BEGIN LISTED RECORDS

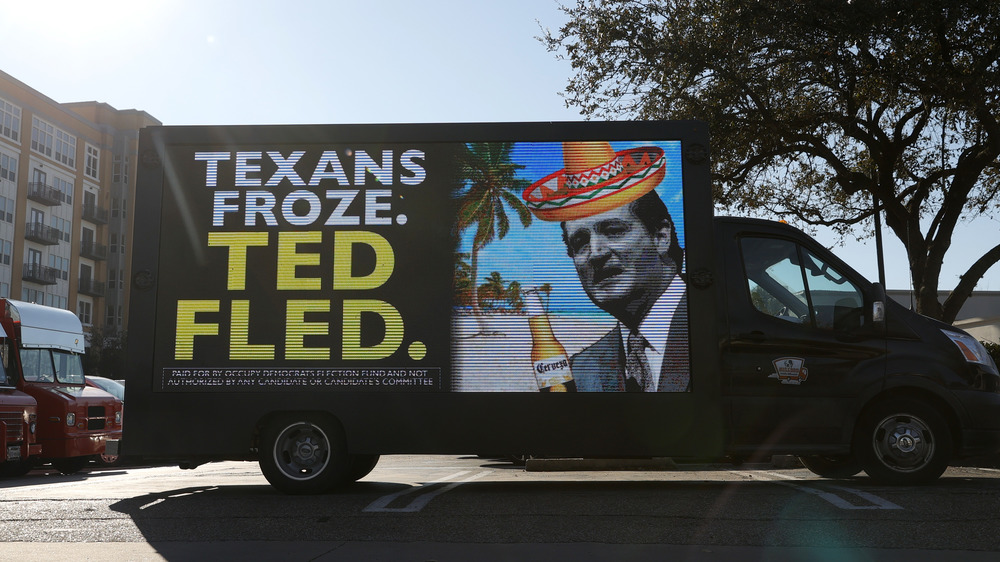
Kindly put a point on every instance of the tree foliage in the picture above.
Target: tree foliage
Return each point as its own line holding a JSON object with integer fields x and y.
{"x": 490, "y": 187}
{"x": 105, "y": 355}
{"x": 817, "y": 108}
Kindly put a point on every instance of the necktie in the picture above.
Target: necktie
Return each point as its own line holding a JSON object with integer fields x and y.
{"x": 636, "y": 363}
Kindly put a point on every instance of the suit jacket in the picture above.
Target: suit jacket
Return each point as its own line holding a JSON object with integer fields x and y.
{"x": 600, "y": 367}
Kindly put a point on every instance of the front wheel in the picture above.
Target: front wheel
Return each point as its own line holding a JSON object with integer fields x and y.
{"x": 304, "y": 455}
{"x": 827, "y": 466}
{"x": 903, "y": 441}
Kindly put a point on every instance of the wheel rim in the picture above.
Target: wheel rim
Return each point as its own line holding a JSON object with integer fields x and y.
{"x": 904, "y": 442}
{"x": 302, "y": 451}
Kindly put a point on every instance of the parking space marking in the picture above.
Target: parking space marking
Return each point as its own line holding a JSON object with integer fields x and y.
{"x": 424, "y": 494}
{"x": 874, "y": 502}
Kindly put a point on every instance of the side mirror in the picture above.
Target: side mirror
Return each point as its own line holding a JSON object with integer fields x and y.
{"x": 878, "y": 306}
{"x": 878, "y": 313}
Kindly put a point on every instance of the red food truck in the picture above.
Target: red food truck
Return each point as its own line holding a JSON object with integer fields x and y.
{"x": 43, "y": 359}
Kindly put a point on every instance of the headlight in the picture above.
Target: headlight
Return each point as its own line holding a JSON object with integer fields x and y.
{"x": 972, "y": 350}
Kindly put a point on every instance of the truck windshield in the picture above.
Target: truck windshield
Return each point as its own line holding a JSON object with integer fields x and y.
{"x": 45, "y": 365}
{"x": 69, "y": 367}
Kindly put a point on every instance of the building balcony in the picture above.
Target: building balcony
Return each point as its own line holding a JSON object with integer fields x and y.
{"x": 41, "y": 274}
{"x": 44, "y": 194}
{"x": 41, "y": 233}
{"x": 92, "y": 250}
{"x": 95, "y": 214}
{"x": 91, "y": 287}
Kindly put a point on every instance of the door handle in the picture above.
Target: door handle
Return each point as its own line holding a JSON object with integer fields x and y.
{"x": 755, "y": 336}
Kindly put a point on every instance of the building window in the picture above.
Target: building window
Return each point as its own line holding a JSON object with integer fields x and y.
{"x": 58, "y": 301}
{"x": 84, "y": 312}
{"x": 8, "y": 167}
{"x": 90, "y": 167}
{"x": 10, "y": 120}
{"x": 119, "y": 169}
{"x": 61, "y": 265}
{"x": 6, "y": 209}
{"x": 32, "y": 295}
{"x": 53, "y": 142}
{"x": 65, "y": 148}
{"x": 62, "y": 226}
{"x": 41, "y": 136}
{"x": 65, "y": 187}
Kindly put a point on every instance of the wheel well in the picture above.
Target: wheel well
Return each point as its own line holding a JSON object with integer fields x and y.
{"x": 271, "y": 417}
{"x": 933, "y": 400}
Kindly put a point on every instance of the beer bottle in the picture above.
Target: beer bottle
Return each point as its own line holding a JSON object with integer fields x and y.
{"x": 552, "y": 371}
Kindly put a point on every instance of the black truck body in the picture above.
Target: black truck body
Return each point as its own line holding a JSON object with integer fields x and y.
{"x": 315, "y": 296}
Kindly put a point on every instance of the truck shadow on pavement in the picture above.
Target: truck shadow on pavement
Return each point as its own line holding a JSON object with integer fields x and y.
{"x": 524, "y": 511}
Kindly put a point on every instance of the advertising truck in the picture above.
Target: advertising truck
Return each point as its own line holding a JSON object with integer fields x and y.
{"x": 312, "y": 297}
{"x": 43, "y": 357}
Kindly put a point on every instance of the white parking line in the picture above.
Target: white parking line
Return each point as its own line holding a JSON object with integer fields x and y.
{"x": 424, "y": 494}
{"x": 874, "y": 502}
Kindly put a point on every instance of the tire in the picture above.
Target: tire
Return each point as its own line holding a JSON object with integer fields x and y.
{"x": 362, "y": 465}
{"x": 825, "y": 466}
{"x": 304, "y": 455}
{"x": 903, "y": 441}
{"x": 70, "y": 465}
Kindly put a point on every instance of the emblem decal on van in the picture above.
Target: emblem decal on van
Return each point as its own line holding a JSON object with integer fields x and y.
{"x": 789, "y": 370}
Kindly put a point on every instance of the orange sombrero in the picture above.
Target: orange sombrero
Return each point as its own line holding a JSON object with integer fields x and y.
{"x": 596, "y": 179}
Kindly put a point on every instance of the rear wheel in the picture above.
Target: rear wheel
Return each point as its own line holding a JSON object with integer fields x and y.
{"x": 829, "y": 466}
{"x": 304, "y": 455}
{"x": 903, "y": 441}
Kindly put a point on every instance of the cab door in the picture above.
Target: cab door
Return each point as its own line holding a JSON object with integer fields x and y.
{"x": 800, "y": 348}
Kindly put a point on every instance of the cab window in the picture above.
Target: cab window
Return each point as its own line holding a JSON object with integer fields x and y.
{"x": 791, "y": 283}
{"x": 69, "y": 367}
{"x": 36, "y": 365}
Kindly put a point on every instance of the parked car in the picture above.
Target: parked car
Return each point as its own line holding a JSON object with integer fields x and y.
{"x": 112, "y": 387}
{"x": 116, "y": 389}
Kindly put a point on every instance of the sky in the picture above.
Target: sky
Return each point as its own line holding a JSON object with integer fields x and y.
{"x": 219, "y": 62}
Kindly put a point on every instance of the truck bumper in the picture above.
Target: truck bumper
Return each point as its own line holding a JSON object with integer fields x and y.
{"x": 78, "y": 446}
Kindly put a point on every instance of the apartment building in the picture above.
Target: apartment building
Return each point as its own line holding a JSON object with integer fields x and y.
{"x": 67, "y": 190}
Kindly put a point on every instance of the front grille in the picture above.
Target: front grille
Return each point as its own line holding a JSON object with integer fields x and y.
{"x": 15, "y": 426}
{"x": 95, "y": 418}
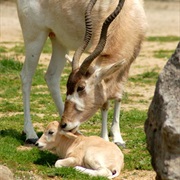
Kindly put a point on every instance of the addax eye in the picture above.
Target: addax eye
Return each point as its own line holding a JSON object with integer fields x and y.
{"x": 80, "y": 88}
{"x": 51, "y": 132}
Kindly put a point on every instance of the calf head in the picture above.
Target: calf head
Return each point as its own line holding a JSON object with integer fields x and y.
{"x": 49, "y": 139}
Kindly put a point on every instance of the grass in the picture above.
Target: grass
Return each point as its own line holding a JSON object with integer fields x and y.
{"x": 165, "y": 54}
{"x": 22, "y": 162}
{"x": 163, "y": 38}
{"x": 149, "y": 77}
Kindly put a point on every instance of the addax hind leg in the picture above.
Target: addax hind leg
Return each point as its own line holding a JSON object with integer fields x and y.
{"x": 33, "y": 48}
{"x": 54, "y": 71}
{"x": 115, "y": 128}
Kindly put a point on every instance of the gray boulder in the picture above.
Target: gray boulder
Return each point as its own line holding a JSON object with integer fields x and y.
{"x": 162, "y": 126}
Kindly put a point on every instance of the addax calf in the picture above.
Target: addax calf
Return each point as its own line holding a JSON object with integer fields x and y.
{"x": 91, "y": 155}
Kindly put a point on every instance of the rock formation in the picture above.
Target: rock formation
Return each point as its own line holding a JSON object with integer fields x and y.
{"x": 162, "y": 126}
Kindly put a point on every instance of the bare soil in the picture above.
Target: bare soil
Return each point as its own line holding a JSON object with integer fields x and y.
{"x": 163, "y": 18}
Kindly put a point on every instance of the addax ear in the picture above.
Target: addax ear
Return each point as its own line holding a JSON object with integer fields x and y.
{"x": 105, "y": 72}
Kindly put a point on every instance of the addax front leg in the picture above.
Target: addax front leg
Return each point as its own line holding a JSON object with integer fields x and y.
{"x": 33, "y": 49}
{"x": 115, "y": 128}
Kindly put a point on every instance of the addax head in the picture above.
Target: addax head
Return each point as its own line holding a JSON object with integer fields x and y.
{"x": 86, "y": 92}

END LISTED RECORDS

■ WRITTEN TASK:
Recast the stretch from the line containing "Kindly put a point on every instance of the rock" through the end of the entries as a two-column CSV with the headers "prompt" and "points", one row per entry. Put each entry's text and its answer in their own quoted fields, with line breaks turned into spaces.

■ THE OUTPUT:
prompt,points
"Kindly put a point on every instance of the rock formation in the picture above. Target: rock formation Return each point as its own line holding a JSON object with integer fields x and y.","{""x"": 162, ""y"": 126}"
"Kindly put a point on every instance of the bare soil in the picture above. Target: bare soil Return each point as its own line holding a JSON object with integer fields x and y.","{""x"": 163, ""y"": 18}"
"Kindly put a point on every instance of the addax ear in the picture above. Target: addax ear Return each point as its own line holding a JSON object with integer fields x and y.","{""x"": 105, ""y"": 72}"
"Kindly put a point on every instance of the addax front leg in the picture above. Target: addax front leg Return each point as its own line holding a JSON object with integer fields x and y.","{""x"": 33, ""y"": 49} {""x"": 115, ""y"": 128}"
"Kindly put a point on every instance of the addax head in the picture above. Target: addax head Return each point as its own line holding a JSON object with integer fields x and y.","{""x"": 86, ""y"": 92}"